[Point-per-instance localization data]
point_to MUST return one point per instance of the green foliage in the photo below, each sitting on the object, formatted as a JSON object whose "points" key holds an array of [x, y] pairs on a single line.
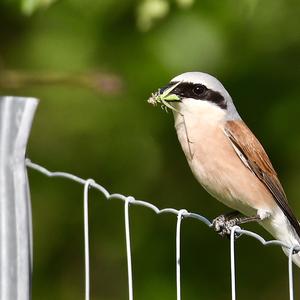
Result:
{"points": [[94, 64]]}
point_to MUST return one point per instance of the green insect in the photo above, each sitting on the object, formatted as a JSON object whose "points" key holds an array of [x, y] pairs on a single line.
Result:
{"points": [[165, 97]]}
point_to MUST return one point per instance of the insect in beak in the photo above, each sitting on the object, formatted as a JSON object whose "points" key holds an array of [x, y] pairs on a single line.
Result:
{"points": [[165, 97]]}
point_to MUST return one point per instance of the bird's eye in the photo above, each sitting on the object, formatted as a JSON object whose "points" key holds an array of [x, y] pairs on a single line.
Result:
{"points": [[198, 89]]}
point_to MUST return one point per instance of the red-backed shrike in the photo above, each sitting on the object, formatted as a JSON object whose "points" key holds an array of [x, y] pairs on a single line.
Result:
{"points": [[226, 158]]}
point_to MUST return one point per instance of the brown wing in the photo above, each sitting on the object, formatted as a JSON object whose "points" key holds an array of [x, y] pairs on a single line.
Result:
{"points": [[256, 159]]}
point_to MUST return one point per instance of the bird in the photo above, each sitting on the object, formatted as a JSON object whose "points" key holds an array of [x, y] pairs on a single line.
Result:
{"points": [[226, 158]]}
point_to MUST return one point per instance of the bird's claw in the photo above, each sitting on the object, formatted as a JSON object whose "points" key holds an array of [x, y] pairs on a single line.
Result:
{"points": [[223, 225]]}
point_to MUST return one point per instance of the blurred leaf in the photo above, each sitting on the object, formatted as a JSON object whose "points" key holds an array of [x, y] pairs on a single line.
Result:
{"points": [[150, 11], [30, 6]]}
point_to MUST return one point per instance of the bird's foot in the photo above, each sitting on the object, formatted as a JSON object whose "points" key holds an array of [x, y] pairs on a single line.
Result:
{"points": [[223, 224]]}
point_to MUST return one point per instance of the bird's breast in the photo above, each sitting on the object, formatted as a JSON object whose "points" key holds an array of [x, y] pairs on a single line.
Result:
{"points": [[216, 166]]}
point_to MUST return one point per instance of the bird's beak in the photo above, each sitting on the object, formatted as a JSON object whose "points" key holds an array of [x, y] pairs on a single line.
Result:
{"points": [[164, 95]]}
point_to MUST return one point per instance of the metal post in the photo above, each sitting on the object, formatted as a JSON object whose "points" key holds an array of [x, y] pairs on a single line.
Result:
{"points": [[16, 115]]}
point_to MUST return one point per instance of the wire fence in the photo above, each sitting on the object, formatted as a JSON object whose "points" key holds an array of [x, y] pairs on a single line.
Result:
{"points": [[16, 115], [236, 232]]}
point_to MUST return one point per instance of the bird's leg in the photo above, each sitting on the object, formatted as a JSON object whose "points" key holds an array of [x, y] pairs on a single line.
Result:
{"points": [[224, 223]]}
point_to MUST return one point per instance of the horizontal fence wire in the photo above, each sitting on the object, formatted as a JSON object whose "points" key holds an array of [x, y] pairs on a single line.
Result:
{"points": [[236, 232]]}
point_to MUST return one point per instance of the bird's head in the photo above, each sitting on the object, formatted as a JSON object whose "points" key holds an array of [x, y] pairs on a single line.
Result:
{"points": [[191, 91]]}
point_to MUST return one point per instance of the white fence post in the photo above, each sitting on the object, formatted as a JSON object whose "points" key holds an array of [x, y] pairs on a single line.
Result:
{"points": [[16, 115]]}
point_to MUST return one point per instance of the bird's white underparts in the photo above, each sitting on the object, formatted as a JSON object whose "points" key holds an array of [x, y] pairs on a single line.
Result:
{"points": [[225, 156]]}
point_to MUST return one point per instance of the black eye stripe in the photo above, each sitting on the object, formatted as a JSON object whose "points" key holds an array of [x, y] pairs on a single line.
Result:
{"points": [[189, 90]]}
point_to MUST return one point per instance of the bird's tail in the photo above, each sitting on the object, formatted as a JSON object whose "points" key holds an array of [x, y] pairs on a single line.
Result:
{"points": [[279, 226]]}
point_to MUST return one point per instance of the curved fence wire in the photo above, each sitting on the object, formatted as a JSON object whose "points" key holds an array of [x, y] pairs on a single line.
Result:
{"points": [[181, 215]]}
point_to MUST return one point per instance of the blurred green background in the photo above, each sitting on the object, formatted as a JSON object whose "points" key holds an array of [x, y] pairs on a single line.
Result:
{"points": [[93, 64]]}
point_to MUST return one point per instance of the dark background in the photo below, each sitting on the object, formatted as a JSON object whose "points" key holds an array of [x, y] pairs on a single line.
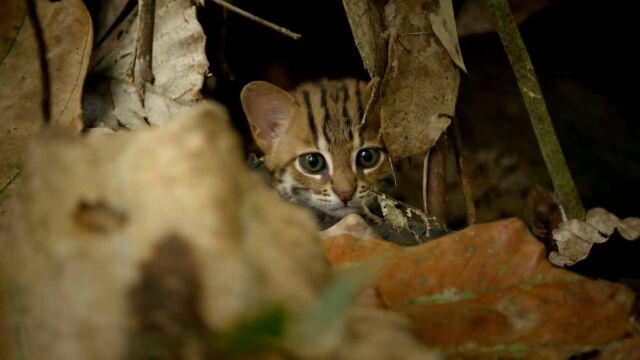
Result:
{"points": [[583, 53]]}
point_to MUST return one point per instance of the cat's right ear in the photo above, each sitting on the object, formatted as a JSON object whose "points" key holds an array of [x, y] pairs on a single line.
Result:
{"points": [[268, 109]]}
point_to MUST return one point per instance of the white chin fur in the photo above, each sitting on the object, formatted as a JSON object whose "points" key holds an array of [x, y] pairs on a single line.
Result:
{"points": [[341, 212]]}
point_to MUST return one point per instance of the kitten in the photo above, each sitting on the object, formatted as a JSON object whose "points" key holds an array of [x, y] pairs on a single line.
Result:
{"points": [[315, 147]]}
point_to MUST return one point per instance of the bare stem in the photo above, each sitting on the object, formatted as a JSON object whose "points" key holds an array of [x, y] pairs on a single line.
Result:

WHAT TO WORK ON –
Leave the pictures out and write out every entry exactly as given.

ANSWER SPACE –
point_to MUST return one point per instance of the green foliage in the photo below, each sitting on the object, formatted as a JSON object whose "points" key holds an array of [x, y] pairs on a single line.
Result:
{"points": [[94, 64]]}
point_to MUST return one point per instance of the green insect in the photo above, each sitting on the object, formatted as a JSON object whose "points" key holds an array of [x, y] pairs on a single line.
Result:
{"points": [[165, 97]]}
point_to MUST return one point per instance of the insect in beak in the photo above, each sitting on the object, formatted as a JSON object whose "points" key holds an array of [x, y] pairs on a single line.
Result:
{"points": [[165, 97]]}
point_to MUST return one point per instance of the bird's eye in the photo above, each sitting on the object, formatted as a JSON object whose "points" key holds an array of [x, y] pairs on a single line.
Result:
{"points": [[198, 89]]}
point_to MUST return one point per instance of the red-backed shrike in the photo above, each sitting on the object, formatted as a JSON object whose "points" key holds an array of [x, y] pairs on a single line.
Result:
{"points": [[226, 158]]}
point_to MUST return one point per instance of the brown wing in the photo above, each sitting on the object, formatted as a JSON object whose "points" key holds an array of [x, y] pairs on a single line.
Result:
{"points": [[256, 159]]}
point_to MUST return one point per instance of the bird in the photo above, each sitting on the object, formatted as a JSON object whose "points" key holds an array of [x, y] pairs on a single line.
Result:
{"points": [[226, 158]]}
point_to MUST return one point per instance of the bird's claw in the photo above, each sitting on the object, formatted as a JSON object whose "points" key holds an array of [x, y] pairs on a single line.
Result:
{"points": [[223, 225]]}
point_to MUST return one point per instance of the blurred leaf in the photo above, each sitting on the object, formatted as a JSON object whose "points" key holds an array of [x, y] pairs on a single line.
Result:
{"points": [[150, 11], [30, 6]]}
point_to MUST return one point per instance of the bird's foot in the photo above, each sitting on the object, formatted as a JSON object whose "points" key holds an array of [x, y] pairs on a single line.
Result:
{"points": [[223, 224]]}
point_to MUST return one point per instance of the bird's breast in the photo above, each sitting on the object, formatted as a JSON object whose "points" key holds an array of [x, y] pairs on a single line.
Result:
{"points": [[216, 166]]}
point_to MUST return one point per instance of the bird's beak in the photo above, each sitting on the object, formatted as a JSON object whose "points" key holds an array of [x, y] pairs on a single line.
Result:
{"points": [[164, 95]]}
point_to MUST return one point per instance of the metal post in the photo above, each sitting on the object, formatted as a JSON object whose "points" key holds an array of [x, y] pairs on a single line.
Result:
{"points": [[16, 115]]}
point_to MUST return one point per instance of the wire fence in the photo above, each sitting on the object, formatted as a JSON object whose "points" key holds an array of [x, y] pairs on a single line.
Result:
{"points": [[16, 115], [236, 232]]}
point_to MUST return one point per instance of the bird's leg in the photo above, each sitting on the object, formatted as a JSON object whose "points" key holds an array of [x, y] pairs on a single line.
Result:
{"points": [[224, 223]]}
point_to MUST return one point per instance of the horizontal fence wire in the photo above, each sitting on the object, formatted as a JSON object whose "points" key holds an array of [x, y] pairs on a single line.
Result:
{"points": [[236, 232]]}
point_to MUST return one point per instance of the bird's head in the photo above, each sitting on the object, formatted as a JSON object whose "points" key holds an array of [x, y] pairs on a single line.
Result:
{"points": [[191, 91]]}
point_to MUST return one point per instance of the white fence post in the photo above, each sitting on the object, formatted as a JSON object whose "points" key holds an array of [x, y] pairs on a single line.
Result:
{"points": [[16, 115]]}
point_to MUST return one point per instance of the bird's white underparts in the photo above, each sitting on the object, formatted as a JSON object whose "points" key holds an array of [x, y] pairs on a single line.
Result:
{"points": [[225, 156]]}
point_to MUST return one point per instance of the black eye stripe in the photo above, each sitting on the object, formatted as a JSON object whose "points" key holds an array of [x, y] pairs on a single line.
Result:
{"points": [[189, 90]]}
point_to MUST return one point per instance of the bird's tail in the photo above, each sitting on the object, formatted as a JSON object whose "points" key holds an array of [x, y] pairs on a single line.
Result:
{"points": [[279, 226]]}
point_to MUST return one point per instance of the curved fence wire in the photo above, each sitting on the object, formatted as a JSON object whose "points" key holds an array of [x, y] pairs on a single line.
Result:
{"points": [[181, 215]]}
point_to MUST return one point per instance of the blurred green background in the photo above, each sitting on the object, formatted as a JSON object whose "points" key holds an array of [x, y] pairs on a single line.
Result:
{"points": [[93, 64]]}
point_to MUST return one point per instance of the dark background in the photo below, each sitting on the object, formatted as a JSON object whose "points" key holds an array of [x, y] pairs on a single line.
Result:
{"points": [[583, 53]]}
point_to MUST return one point per instance of the cat's right ear in the photo above, each sitting on the object, formatted as a JSON object whose "points" key holds an array of [x, y] pairs on a single line.
Result:
{"points": [[268, 109]]}
point_to MUST return one point per instance of the white chin fur in the photo above, each sitting on the object, formatted as a JSON object whose "points" key holds an array of [x, y] pairs on a single line.
Result:
{"points": [[341, 212]]}
point_to MUST return one point per instance of the kitten in the photo above, each sitting on the object, formatted as a JSON object whose "points" key holds an array of [x, y] pairs on a single line.
Result:
{"points": [[315, 147]]}
point_to MUST return one point per instance of the bare stem in the photo above, each sitting on the object, formatted as a JSON object whose "points" key holds an array of [x, y] pairs on a single line.
Result:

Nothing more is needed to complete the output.